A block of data

<<<<

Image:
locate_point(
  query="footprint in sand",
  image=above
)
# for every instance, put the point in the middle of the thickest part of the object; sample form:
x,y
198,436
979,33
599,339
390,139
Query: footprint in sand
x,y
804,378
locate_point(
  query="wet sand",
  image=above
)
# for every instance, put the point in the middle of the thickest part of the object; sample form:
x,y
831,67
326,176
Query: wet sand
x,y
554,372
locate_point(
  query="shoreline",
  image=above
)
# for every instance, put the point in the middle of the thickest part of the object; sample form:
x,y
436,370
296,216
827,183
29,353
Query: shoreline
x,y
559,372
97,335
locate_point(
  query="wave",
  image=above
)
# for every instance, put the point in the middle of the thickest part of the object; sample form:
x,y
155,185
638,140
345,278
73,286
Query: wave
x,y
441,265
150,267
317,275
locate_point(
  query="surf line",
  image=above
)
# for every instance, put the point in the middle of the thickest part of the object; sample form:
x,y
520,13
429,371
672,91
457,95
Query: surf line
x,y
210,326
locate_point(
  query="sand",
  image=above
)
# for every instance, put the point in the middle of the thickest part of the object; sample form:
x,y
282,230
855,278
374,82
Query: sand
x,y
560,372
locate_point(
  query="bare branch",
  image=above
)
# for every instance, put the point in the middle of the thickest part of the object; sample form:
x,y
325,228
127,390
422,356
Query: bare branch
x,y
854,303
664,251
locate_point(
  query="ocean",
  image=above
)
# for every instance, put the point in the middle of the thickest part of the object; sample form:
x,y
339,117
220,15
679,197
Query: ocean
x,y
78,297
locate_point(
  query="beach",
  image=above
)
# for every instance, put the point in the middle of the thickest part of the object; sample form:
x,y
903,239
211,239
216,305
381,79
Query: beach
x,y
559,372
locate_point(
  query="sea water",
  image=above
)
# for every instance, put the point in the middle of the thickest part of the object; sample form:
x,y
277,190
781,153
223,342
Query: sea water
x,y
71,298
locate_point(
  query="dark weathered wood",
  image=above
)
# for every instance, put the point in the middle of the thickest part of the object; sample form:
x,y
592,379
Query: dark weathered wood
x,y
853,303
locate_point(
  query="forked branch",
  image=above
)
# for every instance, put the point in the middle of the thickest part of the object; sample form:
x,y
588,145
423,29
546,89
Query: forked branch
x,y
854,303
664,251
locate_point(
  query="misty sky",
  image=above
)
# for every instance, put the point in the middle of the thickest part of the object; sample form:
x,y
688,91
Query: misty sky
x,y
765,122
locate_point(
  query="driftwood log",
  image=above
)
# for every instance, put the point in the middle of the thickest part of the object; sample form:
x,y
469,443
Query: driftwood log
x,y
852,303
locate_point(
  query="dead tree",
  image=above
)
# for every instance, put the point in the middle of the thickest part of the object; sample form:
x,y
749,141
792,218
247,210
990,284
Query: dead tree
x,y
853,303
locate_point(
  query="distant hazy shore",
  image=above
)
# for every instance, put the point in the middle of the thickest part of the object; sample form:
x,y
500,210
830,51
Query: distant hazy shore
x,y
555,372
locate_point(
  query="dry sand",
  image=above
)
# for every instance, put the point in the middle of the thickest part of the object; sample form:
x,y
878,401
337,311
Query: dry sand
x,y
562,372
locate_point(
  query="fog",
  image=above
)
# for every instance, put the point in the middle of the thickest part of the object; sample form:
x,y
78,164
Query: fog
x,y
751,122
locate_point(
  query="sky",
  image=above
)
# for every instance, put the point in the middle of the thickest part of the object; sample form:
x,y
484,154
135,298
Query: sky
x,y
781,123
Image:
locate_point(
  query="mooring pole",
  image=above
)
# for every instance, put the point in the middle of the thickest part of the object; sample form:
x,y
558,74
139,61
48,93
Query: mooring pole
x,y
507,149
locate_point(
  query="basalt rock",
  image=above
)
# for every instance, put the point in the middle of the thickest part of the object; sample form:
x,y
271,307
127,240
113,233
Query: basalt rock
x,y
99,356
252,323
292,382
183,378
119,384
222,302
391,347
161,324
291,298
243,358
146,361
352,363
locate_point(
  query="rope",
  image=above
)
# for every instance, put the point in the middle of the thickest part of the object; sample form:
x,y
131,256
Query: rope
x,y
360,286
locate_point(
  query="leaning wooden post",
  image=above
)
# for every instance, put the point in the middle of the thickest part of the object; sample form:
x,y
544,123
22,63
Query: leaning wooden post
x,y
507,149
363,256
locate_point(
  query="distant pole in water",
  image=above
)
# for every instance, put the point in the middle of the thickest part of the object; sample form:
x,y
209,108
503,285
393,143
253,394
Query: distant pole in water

>>>>

*WHAT YOU SHOULD DO*.
Write out the whole listing again, exactly as it stands.

*ANSWER FOR THE TASK*.
Image:
locate_point(
  query="footprint in sand",
  image=above
)
# for every instance, put the point in the middle of the thickest part of the object; sample form:
x,y
198,436
979,33
599,339
390,139
Query: footprint in sand
x,y
804,378
locate_point(
  query="wet sand",
  image=above
)
# for every instance, put the point in the middle of the thickest part of the object; sample form:
x,y
831,67
326,176
Query: wet sand
x,y
554,372
locate_point(
  query="shoreline",
  image=above
)
# for every instance, put the point in the middle of the thickest part of the object; sample form:
x,y
436,370
296,216
827,183
29,353
Query: shoreline
x,y
559,372
97,335
locate_point(
  query="wave",
  image=above
)
# for every instance, put the point in the middle of the thickest part of the object; sample form:
x,y
155,185
638,140
345,278
73,286
Query: wave
x,y
441,265
150,267
317,275
locate_point(
  query="surf line",
  image=above
)
# for every instance, put the point in the middle of the thickest part of the object; sample form:
x,y
520,13
429,371
672,91
457,95
Query: surf line
x,y
210,326
locate_point(
  query="sand",
  image=above
)
# for every instance, put the point in the middle of the thickest part of the object; sample form:
x,y
282,230
855,278
374,82
Query: sand
x,y
560,372
locate_point(
  query="bare branch",
  image=above
)
# for every instance, put the point in the middle of the thickest part of the object; sample form:
x,y
325,228
127,390
422,356
Query: bare branch
x,y
854,303
664,251
locate_point(
  query="ocean",
  image=above
)
# for every instance, put the point in the middle of the thickest part of the object; sample form:
x,y
339,117
220,15
679,197
Query: ocean
x,y
78,297
locate_point(
  query="beach",
  image=above
)
# for every instance, put the point in the middle of the thickest part of the object; sample form:
x,y
903,239
211,239
216,305
381,79
Query: beach
x,y
559,372
locate_point(
  query="sea water",
  image=above
)
# for every instance, put the point in the middle of the thickest part of the object; sample form:
x,y
277,190
781,153
223,342
Query: sea water
x,y
71,298
locate_point(
  query="dark weathered wood",
  image=above
)
# for every instance, put the point in the middle of the thickest part of the object; sample form:
x,y
592,379
Query: dark weathered wood
x,y
853,303
locate_point(
  query="forked branch",
  image=above
)
# for every instance, put the point in the middle of the thickest part of the object; sample form:
x,y
588,145
423,29
546,89
Query: forked branch
x,y
854,303
664,251
locate_point(
  query="misty sky",
  image=above
)
# for every instance, put the point in the middle of the thickest part of the object; sample form:
x,y
688,91
Query: misty sky
x,y
765,122
locate_point(
  query="driftwood log",
  image=above
)
# for every instance, put the point in the middle of the thickest part of the object; sample form:
x,y
469,443
Query: driftwood log
x,y
852,303
locate_point(
  query="dead tree",
  image=above
)
# for every instance, put the point in the middle of the thickest part of the object; sample form:
x,y
749,141
792,218
247,210
990,284
Query: dead tree
x,y
853,303
locate_point(
  query="distant hazy shore",
  image=above
)
# for every instance, put the point in the middle of the thickest part of the object; sample form:
x,y
500,210
830,51
Query: distant hazy shore
x,y
555,372
locate_point(
  query="dry sand",
  image=above
)
# for every instance, put the point in the middle of the thickest part of the object; sample form:
x,y
878,401
337,311
Query: dry sand
x,y
562,372
locate_point(
  query="fog",
  image=above
)
# for every instance, put the point in the middle of the thickest part of the object; sample form:
x,y
78,164
Query: fog
x,y
751,122
locate_point(
  query="sky",
  image=above
)
# for every instance, put the point in the middle of the thickest part of the object; sample form:
x,y
484,154
135,298
Query: sky
x,y
781,123
Image:
locate_point(
  query="mooring pole",
  image=above
)
# for every instance, put the point in the middle of the thickest part of the object; sample form:
x,y
558,74
139,61
48,93
Query: mooring pole
x,y
507,149
locate_point(
  query="basalt rock",
  image=above
)
# for every instance, put the point in the middle of the thickest part of the object; sample form:
x,y
271,307
127,240
113,233
Query: basalt rock
x,y
99,356
252,323
292,382
183,378
119,384
222,302
391,347
161,324
291,298
243,358
146,361
352,363
locate_point(
  query="rope",
  image=above
)
# for every instance, put the point in the middle of the thickest part of the object; sample form:
x,y
131,256
Query: rope
x,y
360,286
locate_point(
  query="leaning wooden post",
  image=above
)
# for every instance, put the point in the middle of the thickest part of the object; sample form:
x,y
544,123
22,63
Query: leaning wooden post
x,y
507,149
363,256
locate_point(
  query="distant pole in water",
  image=above
)
# for every instance, put the point in the middle of the thickest part of the object; sample form:
x,y
209,108
503,285
393,143
253,394
Query: distant pole in water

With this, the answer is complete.